• What the task asks:
Reproduce the material verbatim, starting at its first line and continuing through the line that contains "xmin=0 ymin=5 xmax=800 ymax=599", with both of those lines included.

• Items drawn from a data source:

»»

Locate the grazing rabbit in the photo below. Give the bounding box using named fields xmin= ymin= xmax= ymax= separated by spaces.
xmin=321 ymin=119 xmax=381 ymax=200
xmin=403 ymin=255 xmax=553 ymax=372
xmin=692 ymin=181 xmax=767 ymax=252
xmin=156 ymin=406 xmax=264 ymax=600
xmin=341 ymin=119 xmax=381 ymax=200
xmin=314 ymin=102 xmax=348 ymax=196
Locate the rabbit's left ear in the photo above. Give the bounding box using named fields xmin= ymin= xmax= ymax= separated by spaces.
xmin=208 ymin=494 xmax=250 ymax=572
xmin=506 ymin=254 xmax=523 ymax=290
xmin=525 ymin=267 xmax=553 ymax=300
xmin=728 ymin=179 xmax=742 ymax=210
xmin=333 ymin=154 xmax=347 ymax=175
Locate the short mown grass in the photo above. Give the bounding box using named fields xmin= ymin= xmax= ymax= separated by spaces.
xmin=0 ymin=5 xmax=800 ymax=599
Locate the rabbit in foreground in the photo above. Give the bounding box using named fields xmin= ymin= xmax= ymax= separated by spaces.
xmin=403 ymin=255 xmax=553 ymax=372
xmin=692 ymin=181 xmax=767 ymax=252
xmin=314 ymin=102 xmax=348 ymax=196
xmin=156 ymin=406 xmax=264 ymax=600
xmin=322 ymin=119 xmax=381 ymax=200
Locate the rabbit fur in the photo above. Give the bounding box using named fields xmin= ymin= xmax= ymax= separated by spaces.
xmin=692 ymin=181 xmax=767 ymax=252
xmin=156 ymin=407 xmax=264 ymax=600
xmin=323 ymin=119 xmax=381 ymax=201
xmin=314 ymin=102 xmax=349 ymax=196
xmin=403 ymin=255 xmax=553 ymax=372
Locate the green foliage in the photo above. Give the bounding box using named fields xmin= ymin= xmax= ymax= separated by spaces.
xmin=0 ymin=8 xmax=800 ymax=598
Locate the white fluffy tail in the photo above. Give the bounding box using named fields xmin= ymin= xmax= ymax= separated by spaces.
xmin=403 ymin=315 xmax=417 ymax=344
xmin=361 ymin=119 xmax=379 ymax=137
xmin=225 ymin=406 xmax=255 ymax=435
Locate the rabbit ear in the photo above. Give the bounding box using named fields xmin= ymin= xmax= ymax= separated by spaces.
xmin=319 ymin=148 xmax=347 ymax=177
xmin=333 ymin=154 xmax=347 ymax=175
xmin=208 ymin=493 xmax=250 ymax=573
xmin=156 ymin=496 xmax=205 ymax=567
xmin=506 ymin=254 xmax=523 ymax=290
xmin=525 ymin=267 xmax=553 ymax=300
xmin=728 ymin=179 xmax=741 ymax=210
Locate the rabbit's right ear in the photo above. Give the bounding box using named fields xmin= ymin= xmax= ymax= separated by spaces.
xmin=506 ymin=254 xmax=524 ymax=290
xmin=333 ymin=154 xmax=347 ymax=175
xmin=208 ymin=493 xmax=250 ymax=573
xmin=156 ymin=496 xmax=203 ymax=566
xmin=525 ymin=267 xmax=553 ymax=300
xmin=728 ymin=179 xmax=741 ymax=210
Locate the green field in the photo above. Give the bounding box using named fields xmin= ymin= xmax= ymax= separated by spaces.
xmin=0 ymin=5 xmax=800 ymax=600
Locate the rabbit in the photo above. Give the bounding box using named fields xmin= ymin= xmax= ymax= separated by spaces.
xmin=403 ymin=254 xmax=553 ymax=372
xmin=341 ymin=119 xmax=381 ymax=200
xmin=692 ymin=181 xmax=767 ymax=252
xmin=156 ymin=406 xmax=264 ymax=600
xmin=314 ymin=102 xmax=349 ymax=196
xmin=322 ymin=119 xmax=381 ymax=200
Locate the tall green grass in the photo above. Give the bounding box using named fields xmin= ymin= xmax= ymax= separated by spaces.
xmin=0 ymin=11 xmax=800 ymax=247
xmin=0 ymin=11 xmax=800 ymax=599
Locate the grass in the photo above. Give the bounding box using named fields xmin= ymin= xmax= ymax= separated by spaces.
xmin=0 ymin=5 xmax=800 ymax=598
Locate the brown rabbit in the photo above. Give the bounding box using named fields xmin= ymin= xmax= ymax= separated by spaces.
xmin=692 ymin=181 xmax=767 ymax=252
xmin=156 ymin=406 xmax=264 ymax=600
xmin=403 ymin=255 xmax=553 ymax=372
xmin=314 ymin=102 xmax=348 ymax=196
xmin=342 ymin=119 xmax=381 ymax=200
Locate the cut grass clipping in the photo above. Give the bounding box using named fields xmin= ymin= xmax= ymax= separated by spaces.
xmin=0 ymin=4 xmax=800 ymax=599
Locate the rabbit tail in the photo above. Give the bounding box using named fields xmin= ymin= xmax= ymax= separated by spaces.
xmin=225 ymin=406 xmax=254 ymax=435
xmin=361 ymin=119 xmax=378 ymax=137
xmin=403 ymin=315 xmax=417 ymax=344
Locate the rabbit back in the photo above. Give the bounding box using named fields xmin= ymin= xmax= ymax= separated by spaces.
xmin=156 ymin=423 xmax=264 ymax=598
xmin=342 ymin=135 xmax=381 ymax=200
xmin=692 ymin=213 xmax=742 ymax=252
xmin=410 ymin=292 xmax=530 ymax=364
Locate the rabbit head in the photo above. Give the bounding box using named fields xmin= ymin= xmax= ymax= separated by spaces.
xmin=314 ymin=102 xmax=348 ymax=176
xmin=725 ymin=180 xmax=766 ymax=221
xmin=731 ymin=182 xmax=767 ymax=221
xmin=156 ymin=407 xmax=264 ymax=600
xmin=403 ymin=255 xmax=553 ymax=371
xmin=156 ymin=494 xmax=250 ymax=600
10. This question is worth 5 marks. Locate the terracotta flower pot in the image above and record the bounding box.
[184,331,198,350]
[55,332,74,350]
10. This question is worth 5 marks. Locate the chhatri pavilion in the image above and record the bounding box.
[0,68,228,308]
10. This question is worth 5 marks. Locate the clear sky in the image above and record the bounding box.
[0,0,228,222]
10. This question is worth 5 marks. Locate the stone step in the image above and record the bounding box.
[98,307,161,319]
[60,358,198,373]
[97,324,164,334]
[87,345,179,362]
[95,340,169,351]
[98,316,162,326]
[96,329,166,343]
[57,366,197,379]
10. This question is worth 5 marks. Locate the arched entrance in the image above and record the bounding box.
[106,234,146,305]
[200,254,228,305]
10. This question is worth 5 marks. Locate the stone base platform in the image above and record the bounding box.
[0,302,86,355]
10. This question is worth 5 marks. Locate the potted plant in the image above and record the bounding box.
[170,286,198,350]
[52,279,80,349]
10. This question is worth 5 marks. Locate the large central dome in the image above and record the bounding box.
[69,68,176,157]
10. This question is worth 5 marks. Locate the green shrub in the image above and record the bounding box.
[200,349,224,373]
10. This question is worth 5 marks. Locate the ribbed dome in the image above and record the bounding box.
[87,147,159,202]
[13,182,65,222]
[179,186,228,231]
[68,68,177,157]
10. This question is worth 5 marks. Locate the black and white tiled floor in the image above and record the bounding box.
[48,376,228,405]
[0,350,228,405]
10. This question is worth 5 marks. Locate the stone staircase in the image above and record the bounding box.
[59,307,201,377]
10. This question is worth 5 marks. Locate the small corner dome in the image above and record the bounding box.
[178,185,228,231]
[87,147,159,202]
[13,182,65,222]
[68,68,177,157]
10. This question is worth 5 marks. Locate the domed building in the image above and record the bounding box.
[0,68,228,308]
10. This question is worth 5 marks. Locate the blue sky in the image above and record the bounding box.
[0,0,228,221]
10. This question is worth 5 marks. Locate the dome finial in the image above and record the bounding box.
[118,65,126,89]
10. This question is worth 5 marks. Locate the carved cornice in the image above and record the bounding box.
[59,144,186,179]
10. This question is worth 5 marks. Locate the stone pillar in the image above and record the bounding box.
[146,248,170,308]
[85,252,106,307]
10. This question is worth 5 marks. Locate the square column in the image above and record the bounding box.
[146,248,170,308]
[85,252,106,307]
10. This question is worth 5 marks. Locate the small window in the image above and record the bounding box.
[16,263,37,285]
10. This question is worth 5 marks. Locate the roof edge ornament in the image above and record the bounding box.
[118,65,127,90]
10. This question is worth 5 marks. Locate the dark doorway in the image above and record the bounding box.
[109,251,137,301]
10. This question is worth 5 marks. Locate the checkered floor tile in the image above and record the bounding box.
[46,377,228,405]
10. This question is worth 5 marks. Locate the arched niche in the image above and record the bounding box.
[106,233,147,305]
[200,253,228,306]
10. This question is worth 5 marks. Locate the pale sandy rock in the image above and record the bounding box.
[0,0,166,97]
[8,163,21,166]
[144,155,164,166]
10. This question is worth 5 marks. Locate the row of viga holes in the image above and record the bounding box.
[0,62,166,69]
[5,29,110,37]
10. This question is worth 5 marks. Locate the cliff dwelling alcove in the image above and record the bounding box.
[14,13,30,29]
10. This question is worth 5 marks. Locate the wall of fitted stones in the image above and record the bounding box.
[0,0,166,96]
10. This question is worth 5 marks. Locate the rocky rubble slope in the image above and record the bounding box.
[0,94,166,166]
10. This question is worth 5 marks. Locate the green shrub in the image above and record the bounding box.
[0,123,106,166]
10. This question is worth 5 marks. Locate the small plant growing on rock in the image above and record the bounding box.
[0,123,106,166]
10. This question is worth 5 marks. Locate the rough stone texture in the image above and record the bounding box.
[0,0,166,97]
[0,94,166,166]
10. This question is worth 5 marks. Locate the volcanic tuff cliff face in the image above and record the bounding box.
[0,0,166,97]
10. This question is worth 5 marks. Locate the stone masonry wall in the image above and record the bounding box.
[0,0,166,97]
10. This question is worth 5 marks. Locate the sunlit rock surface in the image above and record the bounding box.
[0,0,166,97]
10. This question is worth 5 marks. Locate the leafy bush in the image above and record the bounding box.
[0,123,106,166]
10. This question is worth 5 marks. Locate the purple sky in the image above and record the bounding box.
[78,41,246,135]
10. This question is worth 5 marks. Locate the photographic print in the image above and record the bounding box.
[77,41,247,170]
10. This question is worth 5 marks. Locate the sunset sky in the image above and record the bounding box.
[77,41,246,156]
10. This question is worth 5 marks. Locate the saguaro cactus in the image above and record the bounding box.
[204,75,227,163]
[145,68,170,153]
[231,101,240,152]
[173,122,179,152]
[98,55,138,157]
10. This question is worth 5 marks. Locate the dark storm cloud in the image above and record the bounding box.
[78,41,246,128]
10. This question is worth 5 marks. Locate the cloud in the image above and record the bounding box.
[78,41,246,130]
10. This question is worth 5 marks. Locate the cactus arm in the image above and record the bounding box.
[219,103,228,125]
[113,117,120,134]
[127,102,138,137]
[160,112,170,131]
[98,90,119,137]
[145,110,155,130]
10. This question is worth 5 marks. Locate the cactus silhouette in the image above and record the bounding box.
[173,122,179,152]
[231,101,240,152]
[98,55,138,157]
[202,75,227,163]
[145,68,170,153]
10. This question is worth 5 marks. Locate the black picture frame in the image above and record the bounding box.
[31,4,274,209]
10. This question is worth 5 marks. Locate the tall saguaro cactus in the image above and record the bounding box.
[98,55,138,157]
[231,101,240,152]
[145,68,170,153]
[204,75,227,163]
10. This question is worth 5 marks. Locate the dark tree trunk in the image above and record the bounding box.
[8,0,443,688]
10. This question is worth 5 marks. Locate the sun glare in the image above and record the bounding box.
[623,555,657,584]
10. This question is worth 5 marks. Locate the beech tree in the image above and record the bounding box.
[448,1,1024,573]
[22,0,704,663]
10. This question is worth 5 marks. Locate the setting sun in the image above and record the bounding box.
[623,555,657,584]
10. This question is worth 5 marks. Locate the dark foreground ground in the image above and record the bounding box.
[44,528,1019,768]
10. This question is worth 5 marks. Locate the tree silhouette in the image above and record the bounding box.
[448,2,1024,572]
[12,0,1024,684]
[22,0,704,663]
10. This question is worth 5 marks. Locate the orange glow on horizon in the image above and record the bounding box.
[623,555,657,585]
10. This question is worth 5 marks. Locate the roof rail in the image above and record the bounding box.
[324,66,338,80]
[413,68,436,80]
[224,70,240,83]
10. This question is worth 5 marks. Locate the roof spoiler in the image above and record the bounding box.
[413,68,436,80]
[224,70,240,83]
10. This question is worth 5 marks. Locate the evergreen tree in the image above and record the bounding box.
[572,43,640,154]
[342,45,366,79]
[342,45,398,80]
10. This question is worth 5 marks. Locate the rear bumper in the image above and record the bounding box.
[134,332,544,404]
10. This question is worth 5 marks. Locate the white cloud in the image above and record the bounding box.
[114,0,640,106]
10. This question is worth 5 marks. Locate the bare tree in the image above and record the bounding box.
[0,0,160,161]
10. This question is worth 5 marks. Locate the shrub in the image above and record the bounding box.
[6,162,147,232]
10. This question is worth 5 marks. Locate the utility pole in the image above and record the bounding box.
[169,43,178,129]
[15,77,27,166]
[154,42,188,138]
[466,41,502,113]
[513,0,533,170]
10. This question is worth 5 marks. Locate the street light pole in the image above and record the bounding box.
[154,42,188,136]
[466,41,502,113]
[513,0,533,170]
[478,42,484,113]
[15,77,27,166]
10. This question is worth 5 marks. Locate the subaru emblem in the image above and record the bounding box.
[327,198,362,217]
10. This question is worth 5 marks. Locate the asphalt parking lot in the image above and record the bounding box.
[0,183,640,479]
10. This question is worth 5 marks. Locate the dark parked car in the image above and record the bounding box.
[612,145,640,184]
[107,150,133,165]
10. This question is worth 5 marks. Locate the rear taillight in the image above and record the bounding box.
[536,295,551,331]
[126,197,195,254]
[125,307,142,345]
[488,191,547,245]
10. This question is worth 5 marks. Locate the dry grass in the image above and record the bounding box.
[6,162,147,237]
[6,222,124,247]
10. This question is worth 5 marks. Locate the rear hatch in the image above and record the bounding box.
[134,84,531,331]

««

• Solution to the problem:
Locate the grazing rabbit in the photo below. Give the bounding box using named fields xmin= ymin= xmax= ymax= separated by spaces.
xmin=321 ymin=119 xmax=381 ymax=200
xmin=403 ymin=255 xmax=553 ymax=372
xmin=692 ymin=181 xmax=767 ymax=252
xmin=156 ymin=406 xmax=264 ymax=600
xmin=341 ymin=119 xmax=381 ymax=200
xmin=314 ymin=102 xmax=348 ymax=196
Locate the rabbit's left ear in the photo above. Give the bounding box using named fields xmin= ymin= xmax= ymax= separated by spaces.
xmin=208 ymin=494 xmax=250 ymax=572
xmin=506 ymin=254 xmax=523 ymax=290
xmin=525 ymin=267 xmax=553 ymax=300
xmin=728 ymin=179 xmax=742 ymax=210
xmin=333 ymin=154 xmax=347 ymax=175
Locate the short mown grass in the photo above. Give the bounding box using named fields xmin= ymin= xmax= ymax= separated by spaces.
xmin=0 ymin=5 xmax=800 ymax=599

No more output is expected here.